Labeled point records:
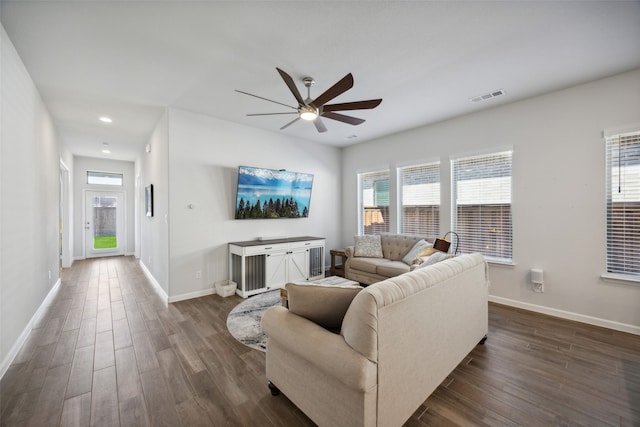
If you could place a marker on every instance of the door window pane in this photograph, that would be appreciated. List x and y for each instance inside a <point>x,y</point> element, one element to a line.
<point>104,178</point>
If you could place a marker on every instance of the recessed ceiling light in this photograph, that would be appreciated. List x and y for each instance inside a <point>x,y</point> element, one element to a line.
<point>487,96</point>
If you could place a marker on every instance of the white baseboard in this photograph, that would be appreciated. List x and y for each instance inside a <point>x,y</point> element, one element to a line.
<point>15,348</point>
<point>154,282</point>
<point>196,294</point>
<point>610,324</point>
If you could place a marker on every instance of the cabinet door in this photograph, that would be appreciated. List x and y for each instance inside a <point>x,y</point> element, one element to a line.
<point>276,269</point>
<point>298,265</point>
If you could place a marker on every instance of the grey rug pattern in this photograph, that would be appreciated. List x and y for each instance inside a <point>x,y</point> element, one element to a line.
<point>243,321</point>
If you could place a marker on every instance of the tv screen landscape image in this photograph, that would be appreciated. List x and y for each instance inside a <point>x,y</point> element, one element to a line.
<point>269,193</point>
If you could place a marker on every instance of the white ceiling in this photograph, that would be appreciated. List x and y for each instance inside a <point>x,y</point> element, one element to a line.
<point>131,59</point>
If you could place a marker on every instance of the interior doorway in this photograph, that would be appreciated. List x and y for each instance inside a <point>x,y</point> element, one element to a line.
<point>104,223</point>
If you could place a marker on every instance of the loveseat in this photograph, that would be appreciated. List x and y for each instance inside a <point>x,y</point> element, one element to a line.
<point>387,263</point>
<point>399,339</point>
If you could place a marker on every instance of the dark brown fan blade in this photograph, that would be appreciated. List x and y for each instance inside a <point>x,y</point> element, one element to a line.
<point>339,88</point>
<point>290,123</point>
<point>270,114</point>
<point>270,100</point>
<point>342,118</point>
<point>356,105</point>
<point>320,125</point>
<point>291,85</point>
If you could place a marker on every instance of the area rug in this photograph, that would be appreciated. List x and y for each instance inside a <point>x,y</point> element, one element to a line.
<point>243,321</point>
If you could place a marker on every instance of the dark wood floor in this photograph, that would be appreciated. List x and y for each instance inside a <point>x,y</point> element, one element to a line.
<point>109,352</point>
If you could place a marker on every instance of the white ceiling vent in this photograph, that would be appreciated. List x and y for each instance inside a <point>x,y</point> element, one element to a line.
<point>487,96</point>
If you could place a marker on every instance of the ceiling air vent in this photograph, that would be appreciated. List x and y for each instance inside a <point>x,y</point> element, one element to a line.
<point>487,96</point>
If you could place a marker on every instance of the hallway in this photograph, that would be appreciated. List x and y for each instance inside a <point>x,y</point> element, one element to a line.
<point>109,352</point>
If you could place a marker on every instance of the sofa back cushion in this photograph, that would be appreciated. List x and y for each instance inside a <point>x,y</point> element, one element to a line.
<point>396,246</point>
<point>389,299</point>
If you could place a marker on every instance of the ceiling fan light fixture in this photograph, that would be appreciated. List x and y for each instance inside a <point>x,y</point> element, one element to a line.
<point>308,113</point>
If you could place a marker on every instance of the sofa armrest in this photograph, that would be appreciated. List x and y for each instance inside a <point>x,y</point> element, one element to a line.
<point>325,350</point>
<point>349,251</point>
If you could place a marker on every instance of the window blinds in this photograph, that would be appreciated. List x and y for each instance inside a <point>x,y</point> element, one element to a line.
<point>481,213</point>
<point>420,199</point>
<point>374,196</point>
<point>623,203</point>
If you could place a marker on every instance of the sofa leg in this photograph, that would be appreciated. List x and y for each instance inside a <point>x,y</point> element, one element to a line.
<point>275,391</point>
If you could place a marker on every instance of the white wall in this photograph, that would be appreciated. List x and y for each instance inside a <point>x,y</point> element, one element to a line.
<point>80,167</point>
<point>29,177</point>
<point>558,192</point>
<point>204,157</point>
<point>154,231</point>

▶ **STATED EXERCISE**
Copy every line of the data above word for word, omitting the pictures.

▶ **SOLUTION TO THE EXERCISE**
If you could place a marker on every instance of the door window pane in this photograph, that would be appreciated. List x and y for each instance inside a <point>x,y</point> element, one element to a line.
<point>104,178</point>
If you could place a marker on every instance of the recessed ceiling light in this photograph, that would be appreciated. List x and y for each instance inside a <point>x,y</point> element, one element to a line.
<point>487,96</point>
If you could place a marker on every instance of the white baseboard in this photograph, that would be appreciated. List x and y for each instance inside a <point>x,y</point> element, one element to a line.
<point>15,348</point>
<point>154,282</point>
<point>196,294</point>
<point>610,324</point>
If you could place a marker on every instance of the cabinet door in this photograph, that would be appreciated. List x and y for each instance inside a <point>x,y</point> element, one element to a line.
<point>276,269</point>
<point>298,265</point>
If you could place a marker on every instance of the grey rug pattern in this photograph, that would be appreciated. List x and y for each instance inside a <point>x,y</point> element, one element to a line.
<point>243,321</point>
If you could place a marker on every instance of the tv screen landscape image in this photograph, that would be appreciated. List x and y for each instance inside a <point>x,y</point> element, one element to a line.
<point>269,193</point>
If you could place a marker on every instance of the white ceiling in this photograph, that would be appreciated. List x and y for each instance inside a <point>x,y</point> element, one element to a line.
<point>131,59</point>
If you could place a marker on every instance of the interior doorway in this photograph, that would be appreciated. List x and y for each instance inside a <point>x,y</point> element, one element to a line.
<point>104,223</point>
If you could place a marker on every instance of the loveseat in this photograph, that would be appreciated. List x and y for each instance inside a <point>x,y</point> element, one element to a line.
<point>387,263</point>
<point>399,339</point>
If you could place a marker on every instance of the dark brown fan blade in this photograph, that would be appreciated. List x and y for each instance inside a <point>x,y</point> element, one element to a line.
<point>339,88</point>
<point>290,123</point>
<point>270,114</point>
<point>270,100</point>
<point>342,118</point>
<point>356,105</point>
<point>320,125</point>
<point>291,85</point>
If you could place a marker on every instance of the area rug in this photograph, that would be appreciated. List x and y for each instance inside a <point>x,y</point> element, one element to a line.
<point>243,321</point>
If you could place a marker on every instance of the dark wood floor in this photograph, that would be appreciated. List x and y for each instance inside a <point>x,y</point> element, one element to a line.
<point>109,352</point>
If you could place a marker on every instance of the white ceiling vent in this photograph, that would be appreciated. List x and y for each instance inside a <point>x,y</point> element, one element to a line.
<point>487,96</point>
If you could place a marker on every instance of the ceiling air vent in this photograph, that would be appreciated. List x and y for each instance inside a <point>x,y</point> element, one element to a line.
<point>487,96</point>
If you could place a marker on every instance of the hallway in this photograph, that would be appreciated. List x and y for each instance inside a <point>x,y</point> element, one element to a line.
<point>109,352</point>
If you could place a marker on every instance of the sofa back cushion in this photograph, that would be appreciated. List x and y for each instance inside a <point>x,y</point> element, one element to a line.
<point>396,246</point>
<point>389,299</point>
If you could place a marker on every instance of the ceiling fan light fixture in this photograph, that would be appreciated. List x and y for each instance inside a <point>x,y</point> element, one element to a line.
<point>308,113</point>
If you could place a marker on every instance of the sofa armrest in this photograph, that would be appreciated. List x and y for each instance inside a <point>x,y</point> element, one element to a line.
<point>325,350</point>
<point>349,251</point>
If you could place a marker on every instance of the window blinds in this photograph, that would be appreciated. List x and y for each instance inside a <point>x,y</point> element, one element to a line.
<point>481,213</point>
<point>420,199</point>
<point>374,196</point>
<point>623,203</point>
If you could place a marker on every instance of the sofa leg in this photograph, that would be appreciated. List x and y for each instance inside a <point>x,y</point> element, one element to a line.
<point>275,391</point>
If you could place a marker on every instance of the white wall in this photograph, that would be appreciated. List x and y for each instance inside a <point>x,y</point> element, one element to a line.
<point>80,167</point>
<point>29,177</point>
<point>558,192</point>
<point>204,157</point>
<point>154,231</point>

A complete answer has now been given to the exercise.